Problem statement => Nothing in the records should be altered; retype them all exactly.

Dataset =>
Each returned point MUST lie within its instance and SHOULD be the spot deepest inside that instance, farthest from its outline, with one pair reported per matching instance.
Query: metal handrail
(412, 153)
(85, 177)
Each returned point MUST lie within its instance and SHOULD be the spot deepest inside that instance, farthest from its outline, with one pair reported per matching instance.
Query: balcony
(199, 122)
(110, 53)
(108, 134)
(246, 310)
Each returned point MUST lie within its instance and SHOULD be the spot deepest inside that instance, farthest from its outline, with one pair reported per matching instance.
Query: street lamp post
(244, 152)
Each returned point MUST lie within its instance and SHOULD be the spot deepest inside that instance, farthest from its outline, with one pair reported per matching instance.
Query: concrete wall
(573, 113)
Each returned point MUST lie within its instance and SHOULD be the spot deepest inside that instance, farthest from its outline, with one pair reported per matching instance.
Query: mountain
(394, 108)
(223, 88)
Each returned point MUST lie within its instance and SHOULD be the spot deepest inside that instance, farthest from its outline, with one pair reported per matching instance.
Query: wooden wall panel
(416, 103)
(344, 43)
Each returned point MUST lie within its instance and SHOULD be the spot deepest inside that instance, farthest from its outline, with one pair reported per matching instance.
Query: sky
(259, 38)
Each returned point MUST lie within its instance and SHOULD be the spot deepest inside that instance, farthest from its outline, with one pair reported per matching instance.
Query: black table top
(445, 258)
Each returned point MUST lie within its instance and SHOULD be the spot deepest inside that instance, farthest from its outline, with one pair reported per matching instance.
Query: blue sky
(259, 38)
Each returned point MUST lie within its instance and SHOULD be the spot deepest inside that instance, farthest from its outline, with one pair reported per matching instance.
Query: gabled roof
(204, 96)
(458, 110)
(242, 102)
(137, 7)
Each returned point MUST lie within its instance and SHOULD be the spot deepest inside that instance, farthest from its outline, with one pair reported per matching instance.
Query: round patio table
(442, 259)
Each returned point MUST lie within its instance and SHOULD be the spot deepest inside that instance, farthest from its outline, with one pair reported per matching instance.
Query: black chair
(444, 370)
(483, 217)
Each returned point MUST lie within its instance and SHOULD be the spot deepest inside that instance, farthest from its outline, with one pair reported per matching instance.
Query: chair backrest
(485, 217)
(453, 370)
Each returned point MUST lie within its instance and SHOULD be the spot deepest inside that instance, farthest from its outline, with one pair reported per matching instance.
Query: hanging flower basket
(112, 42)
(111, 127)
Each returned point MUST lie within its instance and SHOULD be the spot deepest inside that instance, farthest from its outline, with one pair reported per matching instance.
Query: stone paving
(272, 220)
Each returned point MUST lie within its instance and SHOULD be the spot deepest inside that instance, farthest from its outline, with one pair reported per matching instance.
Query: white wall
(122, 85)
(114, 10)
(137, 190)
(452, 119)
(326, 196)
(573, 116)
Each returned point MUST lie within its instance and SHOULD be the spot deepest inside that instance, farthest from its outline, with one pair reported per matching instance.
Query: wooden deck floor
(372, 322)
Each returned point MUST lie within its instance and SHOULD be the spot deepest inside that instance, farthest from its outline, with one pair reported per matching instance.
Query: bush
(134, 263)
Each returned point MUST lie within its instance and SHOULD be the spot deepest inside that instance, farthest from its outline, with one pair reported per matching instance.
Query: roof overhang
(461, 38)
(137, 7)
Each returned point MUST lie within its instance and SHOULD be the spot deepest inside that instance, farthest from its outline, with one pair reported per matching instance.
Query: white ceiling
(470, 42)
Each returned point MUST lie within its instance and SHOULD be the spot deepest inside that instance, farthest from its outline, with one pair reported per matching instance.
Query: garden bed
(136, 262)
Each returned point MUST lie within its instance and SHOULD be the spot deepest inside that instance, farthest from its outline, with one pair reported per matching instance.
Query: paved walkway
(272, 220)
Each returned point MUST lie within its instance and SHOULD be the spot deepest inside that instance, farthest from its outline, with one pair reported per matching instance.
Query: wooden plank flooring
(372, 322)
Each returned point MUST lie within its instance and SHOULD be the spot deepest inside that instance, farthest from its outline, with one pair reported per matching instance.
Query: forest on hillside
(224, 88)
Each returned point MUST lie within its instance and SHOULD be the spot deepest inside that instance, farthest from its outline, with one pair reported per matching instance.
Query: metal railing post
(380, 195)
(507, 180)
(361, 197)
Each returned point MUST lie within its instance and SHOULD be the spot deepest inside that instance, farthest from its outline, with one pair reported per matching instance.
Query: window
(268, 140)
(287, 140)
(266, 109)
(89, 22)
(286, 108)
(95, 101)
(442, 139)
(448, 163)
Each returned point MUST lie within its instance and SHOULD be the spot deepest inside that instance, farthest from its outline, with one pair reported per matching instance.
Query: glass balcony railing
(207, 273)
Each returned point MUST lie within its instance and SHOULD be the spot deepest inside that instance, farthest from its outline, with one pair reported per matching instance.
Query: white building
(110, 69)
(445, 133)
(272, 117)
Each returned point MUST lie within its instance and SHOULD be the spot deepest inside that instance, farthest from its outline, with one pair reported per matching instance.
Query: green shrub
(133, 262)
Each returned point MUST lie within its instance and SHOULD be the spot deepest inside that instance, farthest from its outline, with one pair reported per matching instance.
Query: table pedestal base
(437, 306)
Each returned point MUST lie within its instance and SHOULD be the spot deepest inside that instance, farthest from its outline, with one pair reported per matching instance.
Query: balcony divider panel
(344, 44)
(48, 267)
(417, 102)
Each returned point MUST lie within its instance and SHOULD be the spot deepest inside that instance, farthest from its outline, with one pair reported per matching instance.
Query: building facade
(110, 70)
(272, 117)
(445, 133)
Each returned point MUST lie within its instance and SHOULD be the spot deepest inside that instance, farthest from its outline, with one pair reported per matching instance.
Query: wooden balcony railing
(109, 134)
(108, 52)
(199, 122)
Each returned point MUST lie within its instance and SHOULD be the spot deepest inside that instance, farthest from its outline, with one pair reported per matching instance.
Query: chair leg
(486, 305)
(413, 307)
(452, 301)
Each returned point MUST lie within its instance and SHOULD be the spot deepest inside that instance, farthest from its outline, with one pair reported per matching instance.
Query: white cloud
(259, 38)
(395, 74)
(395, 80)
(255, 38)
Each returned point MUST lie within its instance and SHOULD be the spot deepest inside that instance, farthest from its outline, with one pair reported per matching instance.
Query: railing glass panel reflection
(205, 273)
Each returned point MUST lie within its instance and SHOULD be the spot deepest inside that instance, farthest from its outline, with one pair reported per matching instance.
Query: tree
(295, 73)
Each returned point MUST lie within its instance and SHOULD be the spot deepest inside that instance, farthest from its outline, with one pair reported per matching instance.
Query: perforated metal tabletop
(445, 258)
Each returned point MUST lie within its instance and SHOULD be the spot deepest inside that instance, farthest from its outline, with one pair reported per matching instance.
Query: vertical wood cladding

Output of the task =>
Each returned point MUST lie within its instance and SHOULD be the spot deepest inside that instance, farthest from its outline, with one pair reported per matching instance.
Query: metal handrail
(412, 153)
(85, 177)
Each returned point MUST lie within its instance and SHOULD be the spot deepest inside that instance, farthest from its outline, with one pair reported per matching instance.
Query: balcony
(199, 122)
(110, 53)
(108, 134)
(246, 310)
Each returned point MUST lie within its instance and SHOULD be the spot deepest inside that instance, farthest from its outline, with one pair reported per matching instance.
Query: street lamp post
(244, 152)
Each returned point MUST lie within its instance and SHOULD be the spot deepest inside that instance, farthest from its outline, with one pair reported per matching instance.
Query: concrete wall
(573, 113)
Each returned point MUST lie within its instance and SHOULD be the spot deepest inside that instance, farthest from its outline, with one pair reported per matching instance.
Query: mountain
(394, 108)
(223, 88)
Each returned point MUST lie within its instance and SHOULD be the spot deepest inside that instance, farthest from its outline, with one pair reported per matching instance.
Query: wooden wall panel
(416, 103)
(344, 43)
Each returned point MUST lie within its instance and SHOULD be the spot deepest inside that instance, farthest from its outline, with one pair reported per matching instance.
Query: sky
(259, 38)
Each returned point MUST lie within its instance and SHOULD be the spot deepest inside that instance, farthest from its outline, with one pair reported per matching instance.
Query: black table top
(445, 258)
Each returned point MUST lie within its instance and SHOULD be the spot deepest inside that instance, farthest from its outline, with one pair reported per matching instance.
Query: blue sky
(259, 38)
Each returned point MUST lie within its instance and SHOULD be the spot deepest inside that instance, farthest from its outline, with one pair reported per matching instance.
Query: gabled roof
(204, 96)
(458, 110)
(242, 102)
(137, 7)
Each returned point MUST lie within its instance and SHOULD be the spot deepest inside that instance, farthest from its outline, with one pair reported per matching instance.
Query: round patio table
(442, 259)
Each returned point MUST lie within its instance and SHOULD be the spot deepest inside that instance, farthest from its outline, with one pair reported per matching instance.
Query: black chair
(444, 370)
(483, 217)
Each returned point MUST lie within its instance and SHOULD be the spot deepest inside that instance, farthest from its outline, with one pair reported per matching instance.
Query: chair backrest
(485, 217)
(453, 370)
Each returned point MUST lie within its instance and SHOULD be the spot deepest inside that instance, farthest from its outline, with one pair reported per matching instance.
Query: hanging flower basket
(112, 42)
(111, 127)
Each returned point MUST lie within its instance and SHOULD be the spot deepest inside that instance, farthest from its outline, with one pair reported per matching instance.
Query: stone paving
(272, 220)
Each returned point MUST lie within its instance and SHOULD be the spot deepest inside that instance, farthest from its outline, with one pair reported per matching instance.
Query: white wall
(122, 85)
(114, 10)
(137, 190)
(452, 119)
(326, 196)
(573, 116)
Each returned point MUST lie within its instance and SHOULD be the spot deepest inside that instance, farthest from its outline, with one pair reported per matching instance.
Query: wooden deck floor
(372, 322)
Each returned point MUST lie within its instance and SHOULD be the spot deepest inside that instance, farthest from its outline, with one pair reported per matching instance.
Query: bush
(134, 263)
Each returned point MUST lie within its instance and SHOULD be the spot deepest inside that instance, farthest from its outline, with one pair reported per matching instance.
Query: roof overhang
(461, 38)
(137, 7)
Each returned point MUST lie within its instance and SHOULD be the spot deepest inside that instance, farthest from its outline, with one pair reported per matching instance.
Query: white ceiling
(470, 42)
Each returned point MUST lie within its instance and SHOULD be the spot deepest inside that instance, farthest from its outline, with one pair reported per matching instance.
Query: garden bed
(136, 262)
Each returned point MUST lie within its instance and SHOULD be the spot deepest inside that instance, farthest from its outline, with one pair reported per matching instance.
Query: paved walkway
(272, 220)
Each returned point MUST lie within its instance and SHOULD be the spot deepest inside that instance, farthest from its outline, with one pair reported per matching instance.
Query: wooden plank flooring
(372, 322)
Each returned point MUST lie within its instance and SHOULD be the spot deepest inside that instance, farthest from its outline, with one pair reported per matching instance.
Query: forest on hillside
(224, 88)
Each returned point MUST lie within its instance and SHOULD be the spot deepest inside that instance, farthest from its outline, with one pair reported per matching instance.
Query: metal railing post
(380, 195)
(507, 180)
(361, 197)
Each returned point MUST lie within its instance and SHOULD be the spot deepest inside that instance, farthest from its outline, with one pair reported per matching instance.
Query: window
(268, 140)
(287, 140)
(266, 109)
(89, 22)
(286, 108)
(95, 101)
(442, 139)
(448, 163)
Each returned point MUST lie within its instance and SHOULD be the spot deepest inside that instance, farthest from its outline, with one pair reported per matching instance.
Query: glass balcony railing
(207, 273)
Each returned point MUST lie within its instance and SHOULD be the spot deepest inside that instance, farthest from its outline, with one pair reported per matching instance.
Query: white building
(110, 69)
(445, 133)
(272, 117)
Each returned point MUST lie within its instance and SHOULD be the spot deepest inside that instance, farthest from its outline, with one pair reported per matching instance.
Query: green shrub
(133, 262)
Each returned point MUST lie within its instance and SHOULD be the spot deepest inside that instance, farthest from its outline, with one pair reported per matching instance.
Query: table pedestal base
(437, 306)
Each returned point MUST lie within its instance and SHOULD be the spot deepest inside that instance, farthest from its outline, with one pair reported per matching instance.
Query: balcony divider panel
(344, 44)
(48, 267)
(417, 102)
Each returned point MUST lie within its instance and SHOULD be the spot deepest inside that instance, farthest from its outline, with one pair reported per matching instance.
Query: building facade
(110, 70)
(272, 117)
(445, 133)
Each returned point MUST lie within its instance and SHOULD be the spot deepest inside that instance, farthest from its outline, with one pair reported per matching instance.
Query: wooden balcony railing
(109, 134)
(108, 52)
(199, 122)
Each returned point MUST lie within its instance and SHOULD be the spot deepest inside that instance, farthest from its outline, with one pair reported per matching instance.
Query: chair leg
(486, 305)
(413, 307)
(452, 301)
Each returned point MUST lie within its instance and SHOULD be the spot deepest inside that instance, farthest from its outline, with one pair reported per matching instance.
Query: white cloud
(259, 38)
(395, 74)
(395, 80)
(255, 38)
Each returned point MUST lie within its instance and SHOULD be the spot deepest inside that instance, farthest from its outline, with one pair reported per matching instance.
Query: railing glass panel reflection
(205, 273)
Each returned point MUST lie within its instance and SHOULD be the spot deepest inside that instance, farthest from its outline, with one pair reported per matching instance.
Query: tree
(295, 73)
Each returned point MUST lie within its instance and SHOULD be the spot deepest inside that instance, farthest from its outline, with one pair reported per matching instance.
Query: perforated metal tabletop
(445, 258)
Each returned point MUST lie within its instance and SHOULD be the spot deepest inside that instance, farthest from its outline, with one pair reported per matching instance.
Query: vertical wood cladding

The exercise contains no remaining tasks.